EXERCISE INSTRUCTIONS: Give the number of lines in the entries below that hold "shape", with no accompanying words.

Natural language region descriptions

+--

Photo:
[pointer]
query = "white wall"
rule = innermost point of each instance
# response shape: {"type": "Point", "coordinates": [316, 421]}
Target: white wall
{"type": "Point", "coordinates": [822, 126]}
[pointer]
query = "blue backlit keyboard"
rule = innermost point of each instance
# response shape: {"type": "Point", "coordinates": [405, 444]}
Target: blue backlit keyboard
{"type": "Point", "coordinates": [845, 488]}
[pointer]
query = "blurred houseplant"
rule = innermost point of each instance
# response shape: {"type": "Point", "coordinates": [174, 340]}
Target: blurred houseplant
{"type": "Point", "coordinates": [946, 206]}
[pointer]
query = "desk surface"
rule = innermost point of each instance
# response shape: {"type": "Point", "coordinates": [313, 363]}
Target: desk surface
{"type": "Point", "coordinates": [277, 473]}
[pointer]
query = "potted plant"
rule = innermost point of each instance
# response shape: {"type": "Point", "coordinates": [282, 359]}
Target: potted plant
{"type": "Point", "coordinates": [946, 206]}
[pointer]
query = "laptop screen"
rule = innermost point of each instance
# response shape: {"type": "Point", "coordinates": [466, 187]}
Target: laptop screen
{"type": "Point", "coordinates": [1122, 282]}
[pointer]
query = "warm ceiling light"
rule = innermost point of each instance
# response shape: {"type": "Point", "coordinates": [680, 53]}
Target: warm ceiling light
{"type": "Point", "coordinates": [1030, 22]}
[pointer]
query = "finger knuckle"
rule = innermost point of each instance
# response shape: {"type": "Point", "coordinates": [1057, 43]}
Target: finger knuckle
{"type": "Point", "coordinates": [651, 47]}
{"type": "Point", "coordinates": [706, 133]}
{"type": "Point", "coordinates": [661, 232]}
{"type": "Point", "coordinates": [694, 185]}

+--

ANSWER TO THIS EXERCISE: 8